» Work instructions: Please copy all of the material below line for line, without changing anything.

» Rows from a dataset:
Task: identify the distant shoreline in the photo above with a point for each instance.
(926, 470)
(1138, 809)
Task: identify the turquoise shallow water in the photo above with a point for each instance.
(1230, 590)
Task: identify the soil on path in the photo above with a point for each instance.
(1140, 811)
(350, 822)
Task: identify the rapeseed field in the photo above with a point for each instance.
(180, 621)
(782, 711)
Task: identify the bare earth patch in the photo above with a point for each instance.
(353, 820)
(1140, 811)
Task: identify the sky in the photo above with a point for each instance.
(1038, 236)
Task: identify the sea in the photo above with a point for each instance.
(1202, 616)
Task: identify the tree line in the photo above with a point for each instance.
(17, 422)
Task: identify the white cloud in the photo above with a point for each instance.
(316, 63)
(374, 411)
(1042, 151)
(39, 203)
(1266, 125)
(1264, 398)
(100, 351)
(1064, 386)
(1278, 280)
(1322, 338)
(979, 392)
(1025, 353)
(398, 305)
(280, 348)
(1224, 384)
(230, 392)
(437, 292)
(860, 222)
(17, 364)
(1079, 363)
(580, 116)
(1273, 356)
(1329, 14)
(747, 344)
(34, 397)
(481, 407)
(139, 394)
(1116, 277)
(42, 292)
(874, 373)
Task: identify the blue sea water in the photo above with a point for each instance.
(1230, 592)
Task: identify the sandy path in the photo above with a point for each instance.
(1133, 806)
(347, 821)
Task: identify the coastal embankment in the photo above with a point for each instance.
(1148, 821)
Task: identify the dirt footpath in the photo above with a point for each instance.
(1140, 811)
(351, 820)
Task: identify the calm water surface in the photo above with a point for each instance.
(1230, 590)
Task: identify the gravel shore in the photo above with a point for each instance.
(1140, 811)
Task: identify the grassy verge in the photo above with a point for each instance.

» The result:
Task: identify the distant shoreline in the photo above with a point for each instance.
(926, 470)
(1138, 809)
Task: identify the turquoise shallow water in the photo above with a point for each instance.
(1230, 590)
Task: identify the soil on path in the photo above with a point for each instance.
(1140, 811)
(350, 822)
Task: identify the rapeseed field in the photo above with a point for each instance.
(180, 621)
(782, 711)
Task: identify the bare earth patch in the photo above with a point for each instance.
(353, 820)
(1140, 811)
Task: identify the sky in the photo above with a point for each instance.
(1038, 236)
Task: identify the sea in the photo above with a point for each instance.
(1202, 616)
Task: identify the tree line in the photo above with a point for each instance.
(17, 422)
Task: identify the white cloud in the photo above with a point for each instance.
(316, 63)
(374, 411)
(1042, 151)
(39, 203)
(1266, 125)
(1264, 398)
(100, 351)
(1064, 386)
(1278, 280)
(1322, 338)
(979, 392)
(1025, 353)
(398, 305)
(280, 348)
(1224, 384)
(230, 392)
(437, 292)
(860, 222)
(17, 364)
(1079, 363)
(580, 116)
(1273, 356)
(1329, 14)
(747, 344)
(34, 397)
(481, 407)
(139, 394)
(1116, 277)
(42, 292)
(874, 373)
Task: identify the blue sea water in the photo above with a point for each instance.
(1230, 592)
Task: identify the sandy path in the photo above with a point for each instance.
(1133, 806)
(347, 821)
Task: identify the coastal embankment in the photo above with a point for each instance.
(1148, 821)
Task: identify the dirt footpath in the photo above with a point for each instance.
(1140, 811)
(351, 820)
Task: identify the calm water surface in the photo above with a point for each instance.
(1230, 590)
Task: identify the gravel shore in the photo above with a point for each instance.
(1140, 811)
Task: identify the grassy verge in the photo above with a point for each instance.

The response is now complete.